* [Task description] Which lines of the records contain the word "below"? Show each of them.

Point-per-instance localization data:
# # #

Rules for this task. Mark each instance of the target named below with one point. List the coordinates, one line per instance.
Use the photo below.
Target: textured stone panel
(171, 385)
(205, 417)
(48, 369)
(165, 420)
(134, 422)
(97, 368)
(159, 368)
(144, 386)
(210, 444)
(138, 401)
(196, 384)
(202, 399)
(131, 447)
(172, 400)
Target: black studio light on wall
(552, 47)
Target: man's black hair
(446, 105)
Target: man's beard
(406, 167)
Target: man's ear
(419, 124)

# # #

* [Your solution]
Rules for this task. Mark each instance of the target named below with one point. List the coordinates, one line per instance.
Use the photo below.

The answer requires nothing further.